Go through the entries below and count the lines where the word "ripped" appears; give only the count.

═══ Material supplied

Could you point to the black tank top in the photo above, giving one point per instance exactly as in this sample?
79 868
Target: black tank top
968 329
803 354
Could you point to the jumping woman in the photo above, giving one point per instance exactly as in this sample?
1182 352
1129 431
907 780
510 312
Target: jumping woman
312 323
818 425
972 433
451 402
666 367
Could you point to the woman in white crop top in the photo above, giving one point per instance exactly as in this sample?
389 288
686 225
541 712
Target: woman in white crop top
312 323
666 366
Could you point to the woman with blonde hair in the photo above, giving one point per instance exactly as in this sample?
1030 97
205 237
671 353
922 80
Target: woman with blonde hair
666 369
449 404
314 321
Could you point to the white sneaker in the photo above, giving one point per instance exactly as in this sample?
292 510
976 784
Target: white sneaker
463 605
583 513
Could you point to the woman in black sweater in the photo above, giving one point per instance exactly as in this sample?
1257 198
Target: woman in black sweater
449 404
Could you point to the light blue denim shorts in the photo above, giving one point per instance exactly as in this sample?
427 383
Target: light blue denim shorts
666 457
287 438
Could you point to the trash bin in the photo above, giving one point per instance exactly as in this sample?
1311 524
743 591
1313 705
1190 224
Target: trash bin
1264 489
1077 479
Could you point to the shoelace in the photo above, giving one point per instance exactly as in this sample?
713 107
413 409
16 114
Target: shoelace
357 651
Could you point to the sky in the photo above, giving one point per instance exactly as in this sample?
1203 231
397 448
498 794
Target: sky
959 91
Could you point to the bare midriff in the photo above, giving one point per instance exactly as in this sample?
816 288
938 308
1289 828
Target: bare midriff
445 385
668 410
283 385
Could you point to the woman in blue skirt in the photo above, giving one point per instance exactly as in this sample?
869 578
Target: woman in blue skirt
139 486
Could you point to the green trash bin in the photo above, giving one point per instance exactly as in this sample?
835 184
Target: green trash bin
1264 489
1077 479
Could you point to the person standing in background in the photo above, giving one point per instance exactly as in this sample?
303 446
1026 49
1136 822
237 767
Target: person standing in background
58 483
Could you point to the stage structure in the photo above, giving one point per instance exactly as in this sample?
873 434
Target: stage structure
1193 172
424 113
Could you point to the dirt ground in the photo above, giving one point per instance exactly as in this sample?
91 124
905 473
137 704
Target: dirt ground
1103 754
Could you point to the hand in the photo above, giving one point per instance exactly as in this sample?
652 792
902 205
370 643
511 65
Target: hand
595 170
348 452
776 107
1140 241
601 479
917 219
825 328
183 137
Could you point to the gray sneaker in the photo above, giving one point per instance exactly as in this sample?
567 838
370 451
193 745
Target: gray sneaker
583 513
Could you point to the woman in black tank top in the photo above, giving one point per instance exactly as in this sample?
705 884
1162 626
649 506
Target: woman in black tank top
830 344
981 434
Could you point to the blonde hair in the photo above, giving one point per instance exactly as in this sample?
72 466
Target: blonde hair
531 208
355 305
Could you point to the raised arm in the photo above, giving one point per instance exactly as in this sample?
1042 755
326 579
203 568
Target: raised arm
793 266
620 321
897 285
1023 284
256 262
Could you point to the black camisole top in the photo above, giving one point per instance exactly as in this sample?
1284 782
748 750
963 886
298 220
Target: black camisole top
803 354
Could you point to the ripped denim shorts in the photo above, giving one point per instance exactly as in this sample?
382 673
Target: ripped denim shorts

══════

### Answer section
2